TESTO FORNITO
- - -

Vanity Fair (Italy)

A qualcuno piace freddo

Il calore distrugge, il freddo conserva: è questa, per lo chef pluristell­ato Yannick Alléno, la madre di tutte le regole per preservare l’essenza del sapore (e farci stare bene)

- Di MADDALENA FOSSATI

l calore distrugge, il freddo conserva. È questo l’assunto di base da cui Yannick Alléno parte quando cucina. «Perché oggi sedersi a tavola significa assaggiare piatti leggeri senza sale, senza grassi, dove il gusto dell’ingredient­e trionfa. E lo stomaco ringrazia», spiega lo chef tre stelle Michelin dal 2007, a capo di un impero gastronomi­co che vedrà anche l’apertura di un nuovo ristorante a Seul l’anno prossimo. Il 27 aprile, all’hotel Bulgari di Milano, in occasione della quarta puntata di Epicurea (il festival gourmand curato da Andrea Petrini), proporrà un menu che prevede 7 piatti leggeri e deliziosi più uno di Roberto Di Pinto, lo chef residente, il tutto accompagna­to dal meglio di Moët & Chandon.

- - -

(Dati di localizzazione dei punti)
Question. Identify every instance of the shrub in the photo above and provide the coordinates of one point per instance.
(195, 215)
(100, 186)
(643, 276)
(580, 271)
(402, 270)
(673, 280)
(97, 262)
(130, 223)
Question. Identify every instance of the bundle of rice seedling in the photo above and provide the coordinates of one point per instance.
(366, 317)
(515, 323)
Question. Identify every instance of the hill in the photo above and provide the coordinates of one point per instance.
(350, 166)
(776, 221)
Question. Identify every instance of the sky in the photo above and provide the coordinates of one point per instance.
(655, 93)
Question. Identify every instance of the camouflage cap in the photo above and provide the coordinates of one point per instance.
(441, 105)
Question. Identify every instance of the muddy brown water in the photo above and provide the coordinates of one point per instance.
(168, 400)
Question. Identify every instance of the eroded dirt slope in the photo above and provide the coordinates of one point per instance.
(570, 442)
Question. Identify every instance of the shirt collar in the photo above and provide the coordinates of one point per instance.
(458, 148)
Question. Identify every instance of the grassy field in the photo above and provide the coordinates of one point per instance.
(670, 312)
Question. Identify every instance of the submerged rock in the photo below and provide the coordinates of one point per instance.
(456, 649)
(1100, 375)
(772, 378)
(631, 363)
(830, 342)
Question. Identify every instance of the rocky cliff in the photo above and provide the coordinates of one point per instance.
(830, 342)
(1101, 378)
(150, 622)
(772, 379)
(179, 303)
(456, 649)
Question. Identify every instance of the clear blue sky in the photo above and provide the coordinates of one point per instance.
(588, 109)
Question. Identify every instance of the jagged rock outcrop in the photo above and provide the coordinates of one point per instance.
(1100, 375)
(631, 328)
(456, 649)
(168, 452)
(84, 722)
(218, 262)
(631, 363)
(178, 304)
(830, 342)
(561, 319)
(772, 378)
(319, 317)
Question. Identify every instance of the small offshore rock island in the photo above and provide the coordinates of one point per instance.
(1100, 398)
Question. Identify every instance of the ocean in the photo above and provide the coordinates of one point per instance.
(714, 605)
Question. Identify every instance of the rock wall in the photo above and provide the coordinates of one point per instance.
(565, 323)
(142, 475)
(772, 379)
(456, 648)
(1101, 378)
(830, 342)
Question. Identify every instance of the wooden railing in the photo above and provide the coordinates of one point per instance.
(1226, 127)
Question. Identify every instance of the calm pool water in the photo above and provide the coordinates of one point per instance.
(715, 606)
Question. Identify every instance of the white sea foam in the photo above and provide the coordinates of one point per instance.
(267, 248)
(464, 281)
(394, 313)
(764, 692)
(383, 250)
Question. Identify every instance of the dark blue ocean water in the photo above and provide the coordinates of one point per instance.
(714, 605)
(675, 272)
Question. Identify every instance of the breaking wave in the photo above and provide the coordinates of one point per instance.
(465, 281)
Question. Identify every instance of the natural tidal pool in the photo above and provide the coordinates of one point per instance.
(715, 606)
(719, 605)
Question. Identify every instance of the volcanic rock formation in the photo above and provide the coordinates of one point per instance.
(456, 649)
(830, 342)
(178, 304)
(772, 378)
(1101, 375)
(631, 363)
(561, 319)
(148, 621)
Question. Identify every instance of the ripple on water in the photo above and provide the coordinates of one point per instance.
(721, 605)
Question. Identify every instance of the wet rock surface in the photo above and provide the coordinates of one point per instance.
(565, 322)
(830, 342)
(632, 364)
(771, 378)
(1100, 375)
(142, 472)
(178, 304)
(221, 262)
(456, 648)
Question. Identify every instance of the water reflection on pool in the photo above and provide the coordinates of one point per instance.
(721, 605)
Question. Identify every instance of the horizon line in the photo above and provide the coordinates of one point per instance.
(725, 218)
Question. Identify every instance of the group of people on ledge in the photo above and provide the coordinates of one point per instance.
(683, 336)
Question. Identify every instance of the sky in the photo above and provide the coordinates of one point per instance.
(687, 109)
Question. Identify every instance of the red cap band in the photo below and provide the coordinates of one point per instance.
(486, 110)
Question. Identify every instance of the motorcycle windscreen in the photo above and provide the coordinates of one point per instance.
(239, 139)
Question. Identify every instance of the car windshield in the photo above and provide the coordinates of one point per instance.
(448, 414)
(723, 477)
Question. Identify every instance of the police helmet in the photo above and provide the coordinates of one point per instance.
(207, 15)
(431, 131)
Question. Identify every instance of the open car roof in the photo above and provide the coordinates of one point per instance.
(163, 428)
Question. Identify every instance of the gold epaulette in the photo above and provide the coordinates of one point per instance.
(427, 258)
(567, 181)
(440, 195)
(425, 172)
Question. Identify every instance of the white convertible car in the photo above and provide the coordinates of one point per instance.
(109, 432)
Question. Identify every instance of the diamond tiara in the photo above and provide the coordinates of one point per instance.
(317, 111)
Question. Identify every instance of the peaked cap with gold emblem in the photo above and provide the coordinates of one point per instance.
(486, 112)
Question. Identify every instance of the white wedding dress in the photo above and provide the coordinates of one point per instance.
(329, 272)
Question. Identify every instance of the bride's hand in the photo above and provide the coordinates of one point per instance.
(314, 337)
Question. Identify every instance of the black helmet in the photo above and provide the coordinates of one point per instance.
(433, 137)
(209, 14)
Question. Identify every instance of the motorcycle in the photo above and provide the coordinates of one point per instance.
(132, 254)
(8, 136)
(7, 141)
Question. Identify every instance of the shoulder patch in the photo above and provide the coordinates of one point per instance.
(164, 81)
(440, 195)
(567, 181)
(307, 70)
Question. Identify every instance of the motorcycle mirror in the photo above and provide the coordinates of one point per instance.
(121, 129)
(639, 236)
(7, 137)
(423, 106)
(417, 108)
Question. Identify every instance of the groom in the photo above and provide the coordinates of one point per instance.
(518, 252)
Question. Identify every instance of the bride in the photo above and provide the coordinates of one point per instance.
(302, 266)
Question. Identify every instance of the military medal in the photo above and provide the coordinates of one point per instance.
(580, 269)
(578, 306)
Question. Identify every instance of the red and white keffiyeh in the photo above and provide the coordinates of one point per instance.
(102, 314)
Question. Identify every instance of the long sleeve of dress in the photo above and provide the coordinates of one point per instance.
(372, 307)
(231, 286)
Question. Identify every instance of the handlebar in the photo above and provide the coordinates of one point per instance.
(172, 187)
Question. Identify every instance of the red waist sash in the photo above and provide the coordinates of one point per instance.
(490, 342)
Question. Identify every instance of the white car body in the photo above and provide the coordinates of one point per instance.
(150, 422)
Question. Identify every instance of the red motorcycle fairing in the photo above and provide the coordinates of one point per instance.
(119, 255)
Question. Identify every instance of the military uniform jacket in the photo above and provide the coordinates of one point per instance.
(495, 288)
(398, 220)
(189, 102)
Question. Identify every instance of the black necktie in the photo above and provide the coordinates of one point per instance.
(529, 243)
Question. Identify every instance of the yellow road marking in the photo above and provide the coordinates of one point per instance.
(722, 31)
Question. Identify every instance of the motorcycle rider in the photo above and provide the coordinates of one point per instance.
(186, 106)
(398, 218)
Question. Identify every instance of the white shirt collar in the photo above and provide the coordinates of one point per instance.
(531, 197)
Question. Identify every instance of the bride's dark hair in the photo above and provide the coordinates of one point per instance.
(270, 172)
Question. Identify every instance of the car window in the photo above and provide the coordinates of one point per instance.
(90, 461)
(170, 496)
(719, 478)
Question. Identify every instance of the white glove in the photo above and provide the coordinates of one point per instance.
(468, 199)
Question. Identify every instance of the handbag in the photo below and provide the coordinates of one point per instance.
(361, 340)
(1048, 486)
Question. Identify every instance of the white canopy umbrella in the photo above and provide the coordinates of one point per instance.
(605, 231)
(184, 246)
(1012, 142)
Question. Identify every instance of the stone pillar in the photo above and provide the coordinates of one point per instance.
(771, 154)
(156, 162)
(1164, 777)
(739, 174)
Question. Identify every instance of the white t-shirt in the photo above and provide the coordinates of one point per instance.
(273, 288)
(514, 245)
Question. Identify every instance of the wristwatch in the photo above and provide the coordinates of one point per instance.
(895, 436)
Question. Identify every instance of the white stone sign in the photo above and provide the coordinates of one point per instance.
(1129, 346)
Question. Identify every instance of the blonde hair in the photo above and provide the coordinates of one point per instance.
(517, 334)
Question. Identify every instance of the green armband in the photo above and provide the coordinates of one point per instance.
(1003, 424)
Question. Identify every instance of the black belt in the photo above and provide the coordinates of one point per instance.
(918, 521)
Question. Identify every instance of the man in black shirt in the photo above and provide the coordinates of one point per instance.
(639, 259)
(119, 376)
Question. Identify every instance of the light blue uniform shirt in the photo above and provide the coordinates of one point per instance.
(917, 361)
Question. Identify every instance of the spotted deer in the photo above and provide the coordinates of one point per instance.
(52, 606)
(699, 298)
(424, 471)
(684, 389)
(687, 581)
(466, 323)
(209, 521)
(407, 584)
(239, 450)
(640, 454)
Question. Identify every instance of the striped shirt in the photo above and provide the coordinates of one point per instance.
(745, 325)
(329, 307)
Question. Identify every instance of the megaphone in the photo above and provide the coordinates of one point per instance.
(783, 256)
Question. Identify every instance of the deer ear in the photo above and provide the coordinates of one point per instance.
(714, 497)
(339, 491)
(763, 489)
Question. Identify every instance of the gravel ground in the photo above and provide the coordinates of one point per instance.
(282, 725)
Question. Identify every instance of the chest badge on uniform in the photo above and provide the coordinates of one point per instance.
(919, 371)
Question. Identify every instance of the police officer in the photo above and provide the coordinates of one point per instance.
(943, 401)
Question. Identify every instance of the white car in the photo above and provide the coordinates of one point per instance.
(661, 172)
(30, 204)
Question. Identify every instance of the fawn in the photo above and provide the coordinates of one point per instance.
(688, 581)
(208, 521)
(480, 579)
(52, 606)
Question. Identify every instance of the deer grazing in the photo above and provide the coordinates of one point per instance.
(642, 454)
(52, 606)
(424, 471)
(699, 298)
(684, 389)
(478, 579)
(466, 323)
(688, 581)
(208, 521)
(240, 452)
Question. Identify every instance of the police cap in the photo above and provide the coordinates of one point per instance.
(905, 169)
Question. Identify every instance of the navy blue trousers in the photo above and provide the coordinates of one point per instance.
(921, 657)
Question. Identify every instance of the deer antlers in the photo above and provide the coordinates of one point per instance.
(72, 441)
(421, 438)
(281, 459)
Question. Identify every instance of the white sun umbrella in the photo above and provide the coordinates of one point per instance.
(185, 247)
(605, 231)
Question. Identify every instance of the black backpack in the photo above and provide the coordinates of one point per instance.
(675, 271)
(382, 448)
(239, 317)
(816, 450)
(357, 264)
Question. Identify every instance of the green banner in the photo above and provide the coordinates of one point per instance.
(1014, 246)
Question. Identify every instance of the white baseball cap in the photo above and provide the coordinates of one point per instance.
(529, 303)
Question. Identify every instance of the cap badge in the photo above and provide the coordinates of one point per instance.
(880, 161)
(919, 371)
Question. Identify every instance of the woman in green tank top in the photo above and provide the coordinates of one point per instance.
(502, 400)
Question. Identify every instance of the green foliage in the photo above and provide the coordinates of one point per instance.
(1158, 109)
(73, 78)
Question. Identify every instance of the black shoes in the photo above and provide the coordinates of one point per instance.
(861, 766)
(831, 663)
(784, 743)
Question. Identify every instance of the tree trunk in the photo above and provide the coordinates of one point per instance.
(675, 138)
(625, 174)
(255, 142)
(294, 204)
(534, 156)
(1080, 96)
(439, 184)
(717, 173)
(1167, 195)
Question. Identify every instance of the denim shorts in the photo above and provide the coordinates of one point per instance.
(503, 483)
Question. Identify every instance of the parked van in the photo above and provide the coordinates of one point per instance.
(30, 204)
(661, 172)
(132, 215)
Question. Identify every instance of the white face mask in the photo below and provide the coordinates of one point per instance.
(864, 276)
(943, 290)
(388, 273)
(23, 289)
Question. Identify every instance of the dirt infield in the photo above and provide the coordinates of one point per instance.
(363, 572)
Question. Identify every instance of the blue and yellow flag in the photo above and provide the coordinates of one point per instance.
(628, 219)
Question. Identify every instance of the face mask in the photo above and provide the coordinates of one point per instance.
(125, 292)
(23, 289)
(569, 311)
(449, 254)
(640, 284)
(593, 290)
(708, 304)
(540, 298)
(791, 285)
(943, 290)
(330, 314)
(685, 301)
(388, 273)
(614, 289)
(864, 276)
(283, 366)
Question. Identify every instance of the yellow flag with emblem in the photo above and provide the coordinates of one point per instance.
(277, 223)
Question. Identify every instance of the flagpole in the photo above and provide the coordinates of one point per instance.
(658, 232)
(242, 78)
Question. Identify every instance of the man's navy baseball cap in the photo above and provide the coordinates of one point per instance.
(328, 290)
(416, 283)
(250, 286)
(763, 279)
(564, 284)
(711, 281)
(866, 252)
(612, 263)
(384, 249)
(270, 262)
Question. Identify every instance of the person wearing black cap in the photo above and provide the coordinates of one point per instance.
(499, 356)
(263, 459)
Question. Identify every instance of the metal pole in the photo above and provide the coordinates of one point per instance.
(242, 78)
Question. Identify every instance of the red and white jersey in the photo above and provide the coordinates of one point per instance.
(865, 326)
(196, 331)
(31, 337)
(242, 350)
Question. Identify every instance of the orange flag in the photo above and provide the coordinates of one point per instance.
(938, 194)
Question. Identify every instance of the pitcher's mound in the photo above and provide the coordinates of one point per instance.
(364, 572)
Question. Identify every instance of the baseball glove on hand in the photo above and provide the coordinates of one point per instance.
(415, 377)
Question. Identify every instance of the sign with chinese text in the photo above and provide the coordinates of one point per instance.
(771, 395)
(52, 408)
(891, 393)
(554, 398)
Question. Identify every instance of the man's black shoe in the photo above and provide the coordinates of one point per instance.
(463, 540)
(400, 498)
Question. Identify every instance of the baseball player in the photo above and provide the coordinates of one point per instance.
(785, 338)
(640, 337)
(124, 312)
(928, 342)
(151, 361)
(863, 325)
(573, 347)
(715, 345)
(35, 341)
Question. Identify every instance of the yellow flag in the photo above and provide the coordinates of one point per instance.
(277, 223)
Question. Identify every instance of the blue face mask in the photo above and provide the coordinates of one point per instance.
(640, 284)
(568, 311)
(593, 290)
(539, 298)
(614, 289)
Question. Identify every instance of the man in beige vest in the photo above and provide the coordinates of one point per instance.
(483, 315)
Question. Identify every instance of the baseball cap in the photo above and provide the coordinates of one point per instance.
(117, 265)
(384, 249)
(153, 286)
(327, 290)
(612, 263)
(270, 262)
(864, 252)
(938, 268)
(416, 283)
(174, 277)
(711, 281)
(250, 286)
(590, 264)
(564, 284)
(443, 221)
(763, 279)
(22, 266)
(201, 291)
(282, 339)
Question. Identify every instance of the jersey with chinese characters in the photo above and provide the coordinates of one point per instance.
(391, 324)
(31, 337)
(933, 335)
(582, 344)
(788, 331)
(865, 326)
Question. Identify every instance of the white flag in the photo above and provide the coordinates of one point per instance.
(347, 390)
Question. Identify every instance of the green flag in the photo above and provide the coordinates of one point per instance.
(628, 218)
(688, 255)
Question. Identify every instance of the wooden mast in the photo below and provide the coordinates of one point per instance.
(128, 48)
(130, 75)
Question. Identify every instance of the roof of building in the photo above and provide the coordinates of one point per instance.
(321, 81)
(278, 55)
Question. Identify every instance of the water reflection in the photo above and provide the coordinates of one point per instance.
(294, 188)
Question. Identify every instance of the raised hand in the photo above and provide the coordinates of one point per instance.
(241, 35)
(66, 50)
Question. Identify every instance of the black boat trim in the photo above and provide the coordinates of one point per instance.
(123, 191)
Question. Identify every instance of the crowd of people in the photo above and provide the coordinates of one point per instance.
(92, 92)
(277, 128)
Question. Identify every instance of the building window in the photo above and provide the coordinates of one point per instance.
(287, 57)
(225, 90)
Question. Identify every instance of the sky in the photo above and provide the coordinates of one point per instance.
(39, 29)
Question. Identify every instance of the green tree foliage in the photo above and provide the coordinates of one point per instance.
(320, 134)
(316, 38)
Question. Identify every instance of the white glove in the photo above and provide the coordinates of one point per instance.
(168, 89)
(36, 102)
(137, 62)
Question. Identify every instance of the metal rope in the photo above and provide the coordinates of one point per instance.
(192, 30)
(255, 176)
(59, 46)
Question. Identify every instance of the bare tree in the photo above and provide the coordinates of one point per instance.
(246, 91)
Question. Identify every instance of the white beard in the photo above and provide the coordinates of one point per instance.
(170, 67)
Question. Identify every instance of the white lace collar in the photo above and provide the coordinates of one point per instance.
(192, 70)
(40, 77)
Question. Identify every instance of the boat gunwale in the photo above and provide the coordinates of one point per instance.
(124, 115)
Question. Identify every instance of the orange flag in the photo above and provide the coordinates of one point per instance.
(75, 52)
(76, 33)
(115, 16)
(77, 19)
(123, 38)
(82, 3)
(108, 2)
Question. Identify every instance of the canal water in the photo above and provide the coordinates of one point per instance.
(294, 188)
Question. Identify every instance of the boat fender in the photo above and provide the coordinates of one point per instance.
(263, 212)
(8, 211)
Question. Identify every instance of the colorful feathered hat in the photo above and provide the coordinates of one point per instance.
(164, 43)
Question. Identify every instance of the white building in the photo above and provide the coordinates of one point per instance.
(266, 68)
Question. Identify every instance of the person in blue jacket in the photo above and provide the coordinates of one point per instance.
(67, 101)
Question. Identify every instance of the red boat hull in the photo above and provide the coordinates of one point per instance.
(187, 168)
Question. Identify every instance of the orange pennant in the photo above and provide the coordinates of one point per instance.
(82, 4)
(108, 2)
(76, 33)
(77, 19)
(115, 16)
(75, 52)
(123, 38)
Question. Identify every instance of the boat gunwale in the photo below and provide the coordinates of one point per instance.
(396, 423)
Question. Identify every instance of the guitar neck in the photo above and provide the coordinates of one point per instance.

- - -

DA SVOLGERE
Rispondi alle domande seguenti in base all'articolo su Yannick Alléno.
(a) Da quale anno Yannick Alléno è chef tre stelle Michelin?
(b) In quale città verrà aperto il suo nuovo ristorante l'anno prossimo?
(c) Quanti piatti di Alléno prevede il menu del 27 aprile all'hotel Bulgari di Milano?

COMPITO SVOLTO
(a) Dal 2007.
(b) A Seul.
(c) Sette piatti.